Text extract

•••••

The story is told of a loving mother who once asked Napoleon, the great emperor of France, to pardon her son.
“But your son,” the emperor said, “has committed the same offense twice now, and justice demands his death.”
“But I don’t ask for justice,” the mother replied. “I plead for mercy.”
“But your son does not deserve mercy,” Napoleon said.
“Sir,” the woman cried, “it would not be mercy if he deserved it, and mercy is all I ask for.”
“Well, then,” the emperor said, “I will have mercy.”
And with that promise, her son was set free.


David said, “Surely goodness and mercy shall follow me all the days of my life, and I will dwell in the house of the Lord forever.”

  As believers in Jesus Christ, we thank God for His mercies, which are new every morning. Great is His faithfulness!


Leonardo DaVinci was one of the greatest Italian painters of all time, and he is widely celebrated in history for his many talents and accomplishments. His most famous painting, “The Last Supper,” went through several revisions before it was finalized. When he was almost finished with this painting, he asked a fellow artist to come by and critique his work. The man studied the picture for a while and finally said, “The cups are magnificent. The detail you put on them is some of the best I’ve ever seen!” With that, DaVinci went over to the canvas and painted over the cups. It wasn’t the cups he wanted the world to see. It was Christ! This is the passion of every true follower of Jesus Christ! We don’t want the eyes of this world to be drawn to the “cups” on the canvas of our lives, but we want all the attention to be focused on Him. We want our lives to be “vessels” for His honor and glory. All that we say and do must lift up His holy name, for He alone is worthy! Don’t let the “cups” on the canvas of your lives steal away the attention from Christ. Glorify His name in your service and proclaim the wonders of His love and grace. Christ alone is worthy!

•••••

[Rows of box annotation data]
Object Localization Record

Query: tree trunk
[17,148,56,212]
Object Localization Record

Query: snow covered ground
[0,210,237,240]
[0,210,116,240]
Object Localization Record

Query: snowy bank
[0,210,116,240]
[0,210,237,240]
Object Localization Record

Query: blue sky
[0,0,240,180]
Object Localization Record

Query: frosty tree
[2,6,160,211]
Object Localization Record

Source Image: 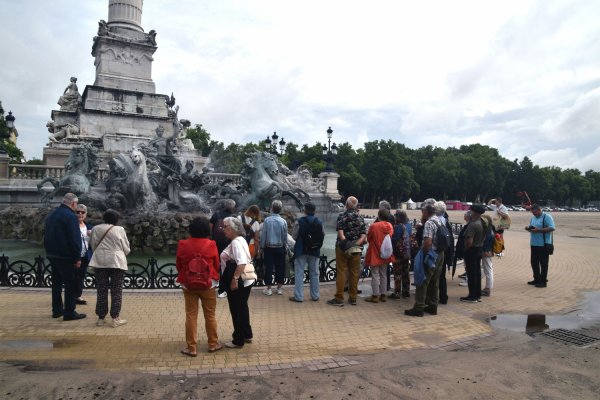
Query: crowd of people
[44,193,555,357]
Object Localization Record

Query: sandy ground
[0,211,600,399]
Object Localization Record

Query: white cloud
[0,0,600,170]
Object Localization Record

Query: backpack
[183,254,212,290]
[379,235,394,260]
[242,214,256,244]
[408,231,419,259]
[492,233,504,254]
[433,222,450,253]
[302,217,325,253]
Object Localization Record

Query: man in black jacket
[44,193,85,321]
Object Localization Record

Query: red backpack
[183,254,212,290]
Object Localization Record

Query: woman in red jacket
[365,208,395,303]
[176,217,223,357]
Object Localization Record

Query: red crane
[517,191,531,211]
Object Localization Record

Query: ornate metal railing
[0,254,346,289]
[8,164,241,185]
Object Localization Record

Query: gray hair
[379,200,392,211]
[271,200,283,214]
[223,199,235,212]
[421,197,435,207]
[63,193,79,206]
[433,201,446,217]
[223,217,246,236]
[346,196,358,208]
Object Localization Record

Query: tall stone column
[108,0,144,32]
[0,153,10,181]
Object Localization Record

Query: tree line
[187,124,600,208]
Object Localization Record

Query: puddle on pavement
[0,339,74,350]
[487,292,600,335]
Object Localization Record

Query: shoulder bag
[542,214,554,256]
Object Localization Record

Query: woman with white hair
[220,217,255,349]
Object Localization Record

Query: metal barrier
[0,254,344,289]
[0,220,462,289]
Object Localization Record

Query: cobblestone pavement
[0,220,600,376]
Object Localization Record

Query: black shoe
[63,313,86,321]
[404,308,423,317]
[327,299,344,307]
[423,305,437,315]
[460,296,477,303]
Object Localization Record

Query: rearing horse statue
[37,144,98,204]
[241,151,304,210]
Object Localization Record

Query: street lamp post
[322,127,337,172]
[265,132,286,155]
[0,111,16,154]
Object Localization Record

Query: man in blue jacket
[44,193,85,321]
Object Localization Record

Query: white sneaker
[113,318,127,328]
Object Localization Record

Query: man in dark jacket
[290,203,325,303]
[44,193,85,321]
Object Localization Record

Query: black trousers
[75,256,90,299]
[439,262,448,304]
[227,280,252,346]
[48,257,77,317]
[465,247,483,299]
[531,246,550,283]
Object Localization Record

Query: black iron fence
[0,224,462,289]
[0,254,342,289]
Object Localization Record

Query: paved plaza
[0,214,600,376]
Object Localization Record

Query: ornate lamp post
[0,111,16,154]
[4,111,16,130]
[265,132,286,155]
[323,127,337,172]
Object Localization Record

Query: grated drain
[541,329,600,347]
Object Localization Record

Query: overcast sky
[0,0,600,171]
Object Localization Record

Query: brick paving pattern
[0,218,600,376]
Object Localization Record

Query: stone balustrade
[8,164,241,186]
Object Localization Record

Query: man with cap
[460,204,485,303]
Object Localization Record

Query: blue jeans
[263,247,286,286]
[294,254,319,301]
[48,257,77,317]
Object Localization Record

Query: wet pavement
[0,223,600,376]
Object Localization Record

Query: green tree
[185,124,217,157]
[0,102,24,164]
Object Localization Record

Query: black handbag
[219,260,237,292]
[542,214,554,256]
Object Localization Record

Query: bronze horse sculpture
[241,151,308,210]
[37,144,98,203]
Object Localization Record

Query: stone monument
[43,0,206,168]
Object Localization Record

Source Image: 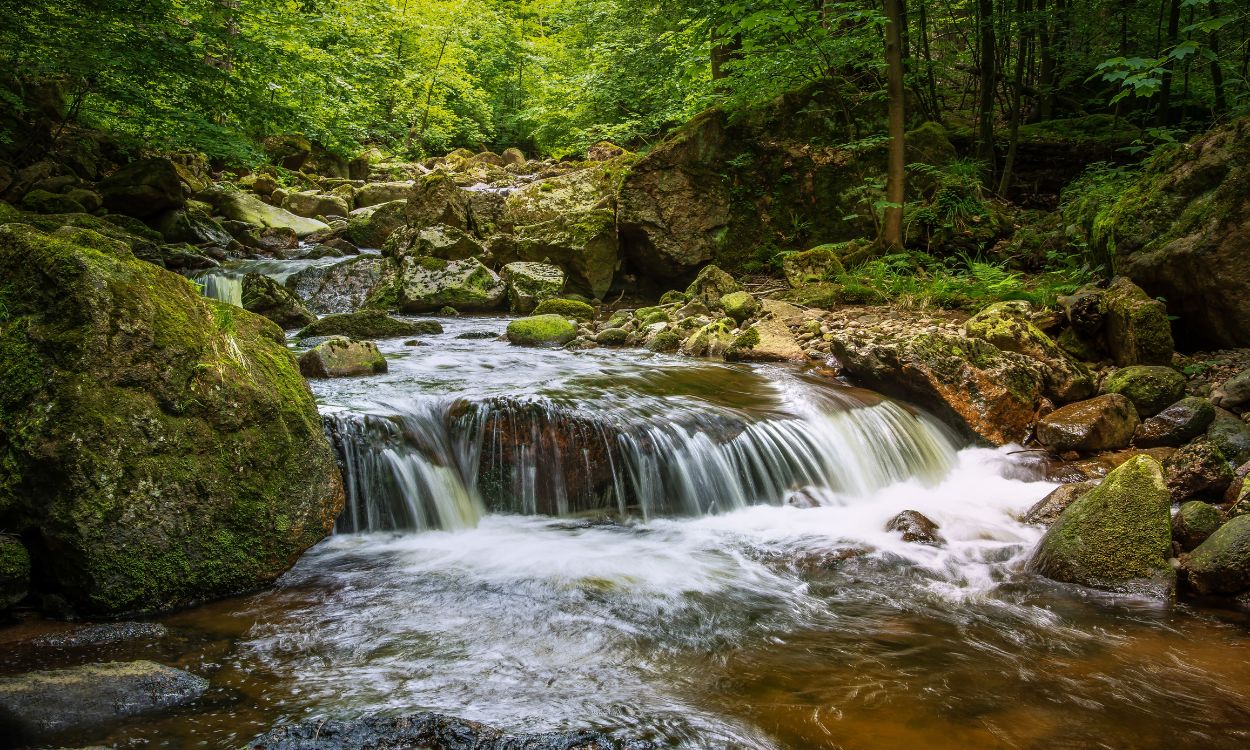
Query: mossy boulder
[1133,396,1215,448]
[395,255,508,313]
[1173,500,1224,550]
[1103,365,1185,419]
[300,336,388,378]
[499,263,565,315]
[298,310,443,339]
[0,225,344,614]
[964,301,1095,403]
[0,534,30,611]
[1038,394,1139,453]
[781,245,845,289]
[243,274,316,329]
[508,315,578,346]
[1029,455,1175,598]
[342,200,408,248]
[99,158,186,219]
[1181,515,1250,594]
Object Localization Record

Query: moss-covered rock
[300,336,388,378]
[0,225,343,613]
[508,315,578,346]
[395,255,508,313]
[1038,394,1138,453]
[1173,500,1224,550]
[243,274,316,329]
[0,534,30,611]
[1029,456,1175,596]
[781,245,845,289]
[964,301,1095,403]
[534,299,595,320]
[1103,365,1185,419]
[1181,515,1250,594]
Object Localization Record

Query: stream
[7,308,1250,750]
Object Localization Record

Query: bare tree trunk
[881,0,908,246]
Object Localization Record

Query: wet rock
[964,301,1095,403]
[1133,396,1215,448]
[300,336,388,378]
[99,159,186,219]
[243,274,316,329]
[1038,394,1138,453]
[1103,365,1185,419]
[0,534,30,610]
[508,315,578,346]
[395,255,508,313]
[885,510,946,546]
[1164,440,1233,503]
[1173,500,1224,551]
[1211,370,1250,411]
[1206,408,1250,465]
[0,661,209,738]
[0,225,344,614]
[499,263,564,315]
[1029,456,1175,598]
[1104,278,1173,368]
[1181,515,1250,594]
[248,714,658,750]
[1020,479,1099,526]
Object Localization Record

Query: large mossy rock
[831,326,1043,445]
[1029,455,1176,598]
[204,190,330,238]
[1089,118,1250,346]
[99,159,186,219]
[0,225,344,613]
[395,255,508,313]
[243,274,316,329]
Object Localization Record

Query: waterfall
[325,395,955,533]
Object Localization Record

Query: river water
[2,312,1250,750]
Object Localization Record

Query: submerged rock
[0,225,344,613]
[1029,456,1175,596]
[248,714,658,750]
[0,661,209,738]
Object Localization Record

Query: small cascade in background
[326,394,955,533]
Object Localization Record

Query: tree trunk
[881,0,906,246]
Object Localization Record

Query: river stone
[1206,408,1250,465]
[0,534,30,611]
[248,714,659,750]
[204,189,330,238]
[0,225,344,614]
[1211,370,1250,410]
[964,301,1095,403]
[1173,500,1224,551]
[885,510,946,546]
[1020,479,1099,526]
[1164,440,1233,503]
[395,255,506,313]
[343,200,408,248]
[1181,515,1250,594]
[98,158,186,219]
[286,255,384,315]
[296,310,443,340]
[243,274,316,329]
[300,336,386,378]
[0,661,209,736]
[1103,365,1185,419]
[1029,456,1175,598]
[1133,396,1215,448]
[499,263,564,315]
[1038,394,1138,453]
[1104,278,1173,368]
[508,315,578,346]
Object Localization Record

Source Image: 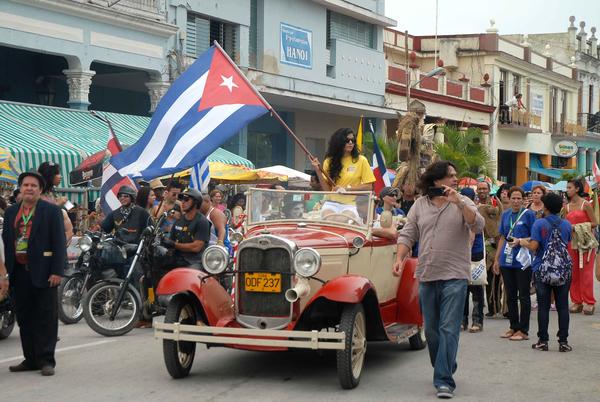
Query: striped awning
[0,101,254,199]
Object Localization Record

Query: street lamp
[406,67,446,112]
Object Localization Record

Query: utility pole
[404,31,411,113]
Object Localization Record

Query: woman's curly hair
[325,128,359,182]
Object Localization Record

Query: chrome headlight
[202,244,229,275]
[294,248,321,278]
[77,235,93,253]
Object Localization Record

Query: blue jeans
[419,279,467,390]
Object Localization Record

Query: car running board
[385,324,419,343]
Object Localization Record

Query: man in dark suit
[2,171,66,376]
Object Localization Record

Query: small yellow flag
[356,116,362,152]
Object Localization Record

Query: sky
[385,0,600,38]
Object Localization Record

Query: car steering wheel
[323,212,364,226]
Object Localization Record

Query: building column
[146,81,171,114]
[577,148,587,176]
[516,152,529,186]
[63,70,96,110]
[585,148,597,173]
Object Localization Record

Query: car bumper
[154,320,346,350]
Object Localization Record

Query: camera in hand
[427,187,446,197]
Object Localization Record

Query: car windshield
[247,188,373,228]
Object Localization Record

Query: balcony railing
[578,112,600,134]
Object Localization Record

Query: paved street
[0,284,600,401]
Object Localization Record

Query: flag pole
[213,40,335,187]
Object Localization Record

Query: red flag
[592,161,600,183]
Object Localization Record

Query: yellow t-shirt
[323,155,375,188]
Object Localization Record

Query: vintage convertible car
[154,189,425,388]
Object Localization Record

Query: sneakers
[8,361,39,373]
[437,385,454,399]
[42,366,54,377]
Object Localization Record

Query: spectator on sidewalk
[494,186,535,341]
[393,161,484,398]
[516,193,573,352]
[2,171,67,376]
[565,179,598,315]
[460,187,484,333]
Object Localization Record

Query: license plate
[244,272,281,293]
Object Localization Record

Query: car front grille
[237,247,292,317]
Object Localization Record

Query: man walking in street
[2,172,66,376]
[163,189,211,269]
[393,161,484,398]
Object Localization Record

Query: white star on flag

•••••

Task list
A) In the devotional text, what did DaVinci do right after the fellow artist praised the cups?
B) Please reproduce the devotional text between "The story is" and "is His faithfulness!", inclusive.

Answers to the problems
A) He painted over the cups.

B)
The story is told of a loving mother who once asked Napoleon, the great emperor of France, to pardon her son.
“But your son,” the emperor said, “has committed the same offense twice now, and justice demands his death.”
“But I don’t ask for justice,” the mother replied. “I plead for mercy.”
“But your son does not deserve mercy,” Napoleon said.
“Sir,” the woman cried, “it would not be mercy if he deserved it, and mercy is all I ask for.”
“Well, then,” the emperor said, “I will have mercy.”
And with that promise, her son was set free.


David said, “Surely goodness and mercy shall follow me all the days of my life, and I will dwell in the house of the Lord forever.”

  As believers in Jesus Christ, we thank God for His mercies, which are new every morning. Great is His faithfulness!